Starting at the line that holds "Category: the packed snow surface", copy every line exactly through the end of the data, and no others.

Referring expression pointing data
--*--

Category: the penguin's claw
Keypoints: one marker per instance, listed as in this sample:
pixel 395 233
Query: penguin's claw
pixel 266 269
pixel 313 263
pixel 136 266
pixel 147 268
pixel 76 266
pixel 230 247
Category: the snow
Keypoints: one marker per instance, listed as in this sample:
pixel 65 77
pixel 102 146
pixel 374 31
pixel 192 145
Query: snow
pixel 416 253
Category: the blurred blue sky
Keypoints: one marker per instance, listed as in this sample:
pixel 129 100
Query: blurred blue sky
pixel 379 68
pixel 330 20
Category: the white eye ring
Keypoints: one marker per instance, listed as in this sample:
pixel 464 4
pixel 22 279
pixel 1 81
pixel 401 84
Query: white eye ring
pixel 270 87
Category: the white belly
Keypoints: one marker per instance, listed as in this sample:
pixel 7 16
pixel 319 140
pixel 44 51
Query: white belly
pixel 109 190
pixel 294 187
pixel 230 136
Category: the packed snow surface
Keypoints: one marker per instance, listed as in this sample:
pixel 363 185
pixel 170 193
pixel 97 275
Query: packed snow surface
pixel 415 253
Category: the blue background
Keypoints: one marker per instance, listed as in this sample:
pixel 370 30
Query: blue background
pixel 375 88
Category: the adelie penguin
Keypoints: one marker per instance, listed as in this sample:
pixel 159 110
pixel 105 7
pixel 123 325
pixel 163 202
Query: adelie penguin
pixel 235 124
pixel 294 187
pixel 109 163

--*--

## Completed task:
Category: the packed snow surface
Keypoints: one marker per instance, listed as in this sample:
pixel 363 185
pixel 170 193
pixel 97 275
Query: packed snow surface
pixel 415 253
Category: the blue background
Keypoints: one marker per instance, listed as in this sample:
pixel 370 30
Query: blue background
pixel 375 88
Category: the adelie penguin
Keypoints: one marker per instance, listed as in this sample:
pixel 159 110
pixel 105 7
pixel 123 325
pixel 163 202
Query: adelie penguin
pixel 235 124
pixel 294 187
pixel 109 163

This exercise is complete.